- **SET PROBLEM**
Rewrite every one of the records below as a Markdown table with two columns, Row and Text, giving each line its own numbered row and skipping blank lines. Leave the pictures out.
start
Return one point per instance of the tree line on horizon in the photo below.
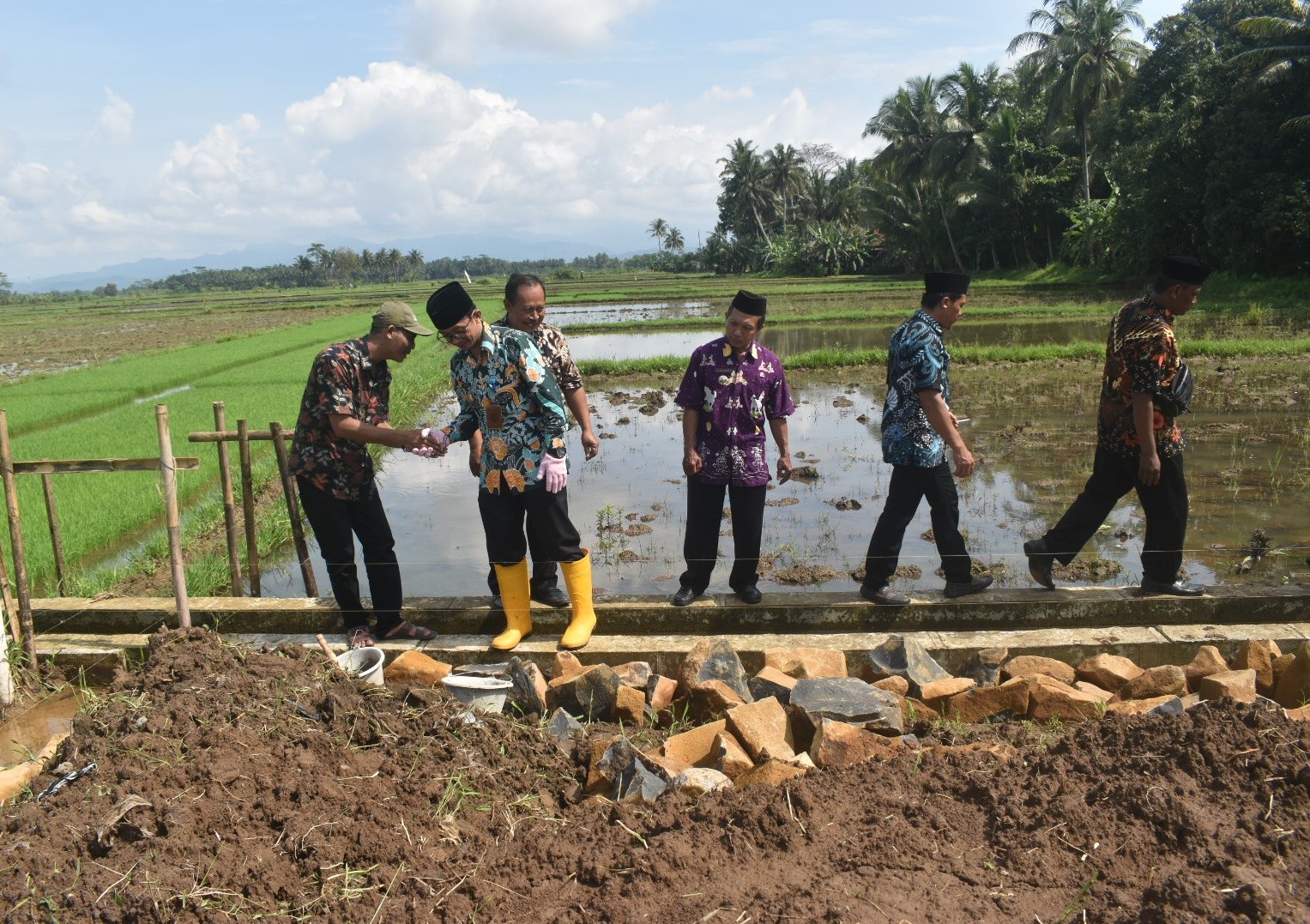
(1093, 151)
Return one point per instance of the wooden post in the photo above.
(229, 507)
(248, 507)
(27, 635)
(174, 521)
(298, 529)
(57, 539)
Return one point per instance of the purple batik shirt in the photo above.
(736, 396)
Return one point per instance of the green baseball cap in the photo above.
(401, 316)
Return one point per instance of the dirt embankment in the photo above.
(241, 784)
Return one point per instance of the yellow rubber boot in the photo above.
(578, 581)
(516, 601)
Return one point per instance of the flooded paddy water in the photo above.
(1033, 426)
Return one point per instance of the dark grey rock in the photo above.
(904, 658)
(848, 700)
(589, 695)
(763, 688)
(984, 666)
(715, 660)
(564, 727)
(524, 696)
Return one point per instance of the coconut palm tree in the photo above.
(1083, 52)
(1287, 39)
(658, 230)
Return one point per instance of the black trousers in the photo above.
(909, 485)
(1163, 504)
(335, 523)
(546, 519)
(703, 519)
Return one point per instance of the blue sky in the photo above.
(141, 129)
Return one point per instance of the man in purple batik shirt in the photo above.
(733, 387)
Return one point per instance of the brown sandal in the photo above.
(418, 633)
(357, 638)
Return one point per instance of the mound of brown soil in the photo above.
(266, 784)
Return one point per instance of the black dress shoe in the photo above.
(684, 596)
(1041, 563)
(1177, 589)
(751, 594)
(883, 596)
(552, 596)
(966, 588)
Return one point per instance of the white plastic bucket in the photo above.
(479, 692)
(363, 662)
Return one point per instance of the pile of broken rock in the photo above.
(803, 710)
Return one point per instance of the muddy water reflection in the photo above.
(1033, 468)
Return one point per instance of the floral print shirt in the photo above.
(917, 360)
(343, 380)
(506, 391)
(1141, 357)
(735, 396)
(554, 350)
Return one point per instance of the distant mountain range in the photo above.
(269, 255)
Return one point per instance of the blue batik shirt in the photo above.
(506, 390)
(916, 362)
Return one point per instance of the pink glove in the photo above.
(554, 472)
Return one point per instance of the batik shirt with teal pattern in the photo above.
(916, 362)
(506, 380)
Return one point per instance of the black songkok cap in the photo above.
(448, 305)
(951, 283)
(750, 303)
(1185, 269)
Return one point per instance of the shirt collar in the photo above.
(932, 322)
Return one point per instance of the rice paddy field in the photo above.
(80, 379)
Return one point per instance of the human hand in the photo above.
(963, 460)
(692, 463)
(554, 474)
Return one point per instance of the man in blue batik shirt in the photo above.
(917, 430)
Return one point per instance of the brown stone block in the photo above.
(1207, 661)
(937, 692)
(1163, 680)
(693, 747)
(842, 745)
(894, 685)
(1051, 699)
(1034, 665)
(763, 729)
(986, 703)
(1259, 657)
(807, 662)
(1108, 671)
(414, 668)
(631, 705)
(1238, 685)
(770, 774)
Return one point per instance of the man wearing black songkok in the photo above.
(1138, 444)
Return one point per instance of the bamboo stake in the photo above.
(27, 635)
(174, 521)
(229, 507)
(248, 507)
(298, 528)
(57, 539)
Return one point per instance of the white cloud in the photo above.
(116, 119)
(450, 33)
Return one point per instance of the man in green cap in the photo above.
(346, 407)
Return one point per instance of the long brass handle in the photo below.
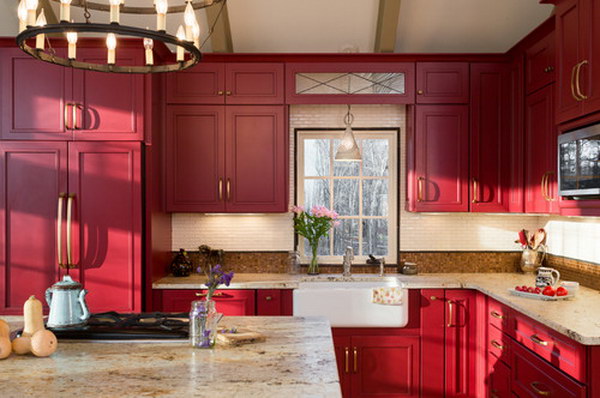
(581, 95)
(450, 313)
(496, 315)
(347, 359)
(420, 189)
(70, 199)
(497, 345)
(543, 393)
(475, 194)
(61, 199)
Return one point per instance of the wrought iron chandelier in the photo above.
(33, 25)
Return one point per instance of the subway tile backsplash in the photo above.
(571, 237)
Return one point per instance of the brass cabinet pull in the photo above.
(497, 345)
(347, 359)
(61, 198)
(450, 313)
(535, 386)
(539, 341)
(496, 315)
(581, 95)
(420, 189)
(475, 193)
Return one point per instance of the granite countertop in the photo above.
(577, 318)
(297, 360)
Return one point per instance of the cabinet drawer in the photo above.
(534, 377)
(498, 344)
(499, 316)
(560, 351)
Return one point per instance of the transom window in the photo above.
(363, 193)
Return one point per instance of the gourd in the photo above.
(5, 346)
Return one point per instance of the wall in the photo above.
(572, 237)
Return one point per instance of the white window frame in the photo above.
(392, 217)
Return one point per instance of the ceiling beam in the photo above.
(387, 24)
(218, 19)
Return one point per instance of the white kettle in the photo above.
(66, 300)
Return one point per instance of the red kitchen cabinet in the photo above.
(228, 302)
(274, 302)
(32, 178)
(231, 83)
(227, 159)
(540, 146)
(442, 83)
(441, 158)
(539, 64)
(48, 102)
(491, 138)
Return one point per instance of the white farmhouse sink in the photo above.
(348, 304)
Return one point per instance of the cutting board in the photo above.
(242, 336)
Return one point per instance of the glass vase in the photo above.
(204, 319)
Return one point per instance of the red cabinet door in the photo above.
end
- **FINISHED ANSWER**
| Row | Text |
|---|---|
| 1 | Return one point per instance of the tree line on horizon in the photo below. |
| 2 | (1093, 151) |
| 3 | Return one point per instance of the wooden post in the photo above. |
| 4 | (229, 507) |
| 5 | (248, 507) |
| 6 | (27, 635) |
| 7 | (174, 521) |
| 8 | (298, 529) |
| 9 | (57, 539) |
| 10 | Return one point per instance of the purple batik shirt in the photo above. |
| 11 | (736, 396) |
| 12 | Return one point per instance of the green baseball cap in the photo above. |
| 13 | (401, 316) |
| 14 | Return one point per instance of the dirt embankment in the photo above. |
| 15 | (241, 784) |
| 16 | Return one point per instance of the yellow rubber boot in the photo above. |
| 17 | (578, 581) |
| 18 | (516, 601) |
| 19 | Return one point per instance of the flooded paddy water in the photo above. |
| 20 | (1033, 426) |
| 21 | Return one point per instance of the dark grey rock in the photo above. |
| 22 | (904, 658) |
| 23 | (848, 700) |
| 24 | (589, 695) |
| 25 | (763, 688) |
| 26 | (984, 666) |
| 27 | (715, 660) |
| 28 | (564, 727) |
| 29 | (524, 696) |
| 30 | Return one point per instance of the coconut palm tree in the photo above. |
| 31 | (1083, 52) |
| 32 | (1287, 39) |
| 33 | (658, 230) |
| 34 | Return one point per instance of the black trousers in the photo above. |
| 35 | (909, 485) |
| 36 | (1163, 504) |
| 37 | (335, 523) |
| 38 | (546, 519) |
| 39 | (703, 519) |
| 40 | Return one point per instance of the blue sky in the photo above. |
| 41 | (141, 129) |
| 42 | Return one point per instance of the man in purple batik shirt in the photo above. |
| 43 | (733, 387) |
| 44 | Return one point per instance of the brown sandal in the photo above. |
| 45 | (418, 633) |
| 46 | (357, 638) |
| 47 | Return one point per instance of the mound of brown soil in the photo above. |
| 48 | (266, 784) |
| 49 | Return one point per instance of the black dress shoe in the photo above. |
| 50 | (684, 596) |
| 51 | (1041, 563) |
| 52 | (1177, 589) |
| 53 | (751, 594) |
| 54 | (883, 596) |
| 55 | (552, 596) |
| 56 | (966, 588) |
| 57 | Return one point per instance of the white plastic bucket in the photo above. |
| 58 | (479, 692) |
| 59 | (363, 662) |
| 60 | Return one point per instance of the pile of broken rock in the photo above. |
| 61 | (803, 710) |
| 62 | Return one point per instance of the muddy water reflection in the photo above. |
| 63 | (1033, 468) |
| 64 | Return one point per instance of the floral print shirt in the photo above. |
| 65 | (917, 360) |
| 66 | (343, 380) |
| 67 | (506, 391) |
| 68 | (1141, 357) |
| 69 | (735, 396) |
| 70 | (554, 350) |
| 71 | Return one point per instance of the distant mountain range in the photo above. |
| 72 | (269, 255) |
| 73 | Return one point per instance of the blue batik shirt in the photo above. |
| 74 | (506, 390) |
| 75 | (916, 362) |
| 76 | Return one point per instance of the pink glove in the photo above. |
| 77 | (554, 472) |
| 78 | Return one point per instance of the batik shirt with teal pattern in the photo above. |
| 79 | (916, 362) |
| 80 | (506, 380) |
| 81 | Return one point per instance of the black songkok cap in the photo above. |
| 82 | (448, 305) |
| 83 | (951, 283) |
| 84 | (750, 303) |
| 85 | (1185, 269) |
| 86 | Return one point per instance of the shirt collar in the photo above. |
| 87 | (932, 322) |
| 88 | Return one point per instance of the rice paddy field in the photo above. |
| 89 | (80, 379) |
| 90 | Return one point per instance of the human hand in the photo above. |
| 91 | (963, 460) |
| 92 | (692, 463) |
| 93 | (554, 474) |
| 94 | Return one point per instance of the man in blue batik shirt in the photo above. |
| 95 | (917, 430) |
| 96 | Return one point per instance of the brown stone block in the photo above. |
| 97 | (1207, 661) |
| 98 | (937, 692) |
| 99 | (1163, 680) |
| 100 | (693, 747) |
| 101 | (842, 745) |
| 102 | (894, 685) |
| 103 | (1051, 699) |
| 104 | (1034, 665) |
| 105 | (763, 729) |
| 106 | (986, 703) |
| 107 | (1259, 657) |
| 108 | (807, 662) |
| 109 | (1108, 671) |
| 110 | (414, 668) |
| 111 | (631, 705) |
| 112 | (1238, 685) |
| 113 | (770, 774) |
| 114 | Return one point per instance of the man wearing black songkok in the photo above. |
| 115 | (1138, 444) |
| 116 | Return one point per instance of the bamboo stake in the photo above. |
| 117 | (27, 635) |
| 118 | (174, 521) |
| 119 | (229, 507) |
| 120 | (248, 507) |
| 121 | (298, 528) |
| 122 | (57, 539) |
| 123 | Return one point per instance of the white cloud in the photo above. |
| 124 | (116, 119) |
| 125 | (450, 33) |
| 126 | Return one point per instance of the man in green cap in the photo above. |
| 127 | (346, 407) |
| 128 | Return one point per instance of the long brass handle in the photo below. |
| 129 | (581, 95) |
| 130 | (450, 313) |
| 131 | (496, 315) |
| 132 | (347, 359) |
| 133 | (420, 189) |
| 134 | (70, 199) |
| 135 | (497, 345) |
| 136 | (543, 393) |
| 137 | (475, 194) |
| 138 | (61, 199) |
| 139 | Return one point per instance of the wrought iron chandelier in the photo above. |
| 140 | (33, 25) |
| 141 | Return one point per instance of the subway tile backsplash in the photo above. |
| 142 | (571, 237) |
| 143 | Return one point per instance of the brass cabinet pull in the photo above. |
| 144 | (497, 345) |
| 145 | (347, 359) |
| 146 | (61, 198) |
| 147 | (450, 313) |
| 148 | (535, 386) |
| 149 | (539, 341) |
| 150 | (496, 315) |
| 151 | (581, 95) |
| 152 | (420, 189) |
| 153 | (475, 193) |
| 154 | Return one point per instance of the granite countertop in the photo above. |
| 155 | (577, 318) |
| 156 | (297, 360) |
| 157 | Return one point per instance of the cabinet drawer in the photo above. |
| 158 | (534, 377) |
| 159 | (498, 344) |
| 160 | (499, 316) |
| 161 | (560, 351) |
| 162 | Return one point per instance of the transom window in the photo above. |
| 163 | (363, 193) |
| 164 | Return one point per instance of the gourd in the photo above. |
| 165 | (5, 346) |
| 166 | Return one point per instance of the wall in the photo above. |
| 167 | (572, 237) |
| 168 | Return one point per instance of the white window frame in the photo above. |
| 169 | (392, 217) |
| 170 | Return one point per instance of the ceiling beam in the photo above. |
| 171 | (387, 24) |
| 172 | (218, 19) |
| 173 | Return one point per instance of the white kettle in the photo above. |
| 174 | (66, 300) |
| 175 | Return one point per instance of the red kitchen cabinet in the photo above. |
| 176 | (228, 302) |
| 177 | (274, 302) |
| 178 | (32, 178) |
| 179 | (231, 83) |
| 180 | (227, 159) |
| 181 | (540, 146) |
| 182 | (442, 83) |
| 183 | (441, 158) |
| 184 | (539, 64) |
| 185 | (48, 102) |
| 186 | (491, 138) |
| 187 | Return one point per instance of the white farmhouse sink in the photo above. |
| 188 | (348, 304) |
| 189 | Return one point per instance of the cutting board in the photo above. |
| 190 | (242, 336) |
| 191 | Return one point per instance of the glass vase in the photo above. |
| 192 | (204, 319) |
| 193 | Return one point per instance of the red cabinet door in the photo above. |